Culture Clash

A Review of Azur and Asmar, at SIFF Cinema
by Delaney M.

I watched the SIFF film Azur and Asmar, which was produced in 2006 in Belgium. Azur and Asmar was written and directed by Michael Ocelot. It stars Cyril Mourali and Karim M’Riba as Azur and Asmar, Hiam Abbass as Jénane, and Patrick Timsit as Crapoux.

Azur and Asmar is an animated film that tells the story of two boys, the blond hair, blue-eyed Azur, and the brown hair, brown-eyed Asmar, who were raised together by Asmar’s mom (Jénane). As both boys grow up, their paths get forced apart. Azur is sent to school in the city while Asmar and his mom get thrown out of Azur’s father’s house. The story then starts again about ten years in the future when Azur washes ashore in Asmar and Jénane’s homeland. After a long struggle, Azur finds Asmar and Jénane only to discover that they are now influential and powerful. Azur and Asmar each set off on a quest to free the Djinn fairy, a mythical character from their bedtime stories so long ago, but will they unite together or continue to hold grudges against each other for the wrongs that Azur’s father did when they were children?

Azur and Asmar addresses the difference in culture between different peoples and how they can cause unrest and inequality. It also does an excellent job in emphasizing how what is beautiful to one person can be ugly to another, and that instead of fighting about it we should accept it and move on.

::::

EXERCISE
Rewrite the stretch of the review from "Azur and Asmar addresses" through "and move on.", using "conflict" in place of "unrest".

DATASET EXTRACT
::::

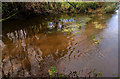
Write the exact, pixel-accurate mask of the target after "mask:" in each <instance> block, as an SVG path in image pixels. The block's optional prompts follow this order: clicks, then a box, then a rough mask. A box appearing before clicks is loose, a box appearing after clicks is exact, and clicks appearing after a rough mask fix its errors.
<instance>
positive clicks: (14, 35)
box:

::::

COMPLETED TASK
Azur and Asmar addresses the difference in culture between different peoples and how they can cause conflict and inequality. It also does an excellent job in emphasizing how what is beautiful to one person can be ugly to another, and that instead of fighting about it we should accept it and move on.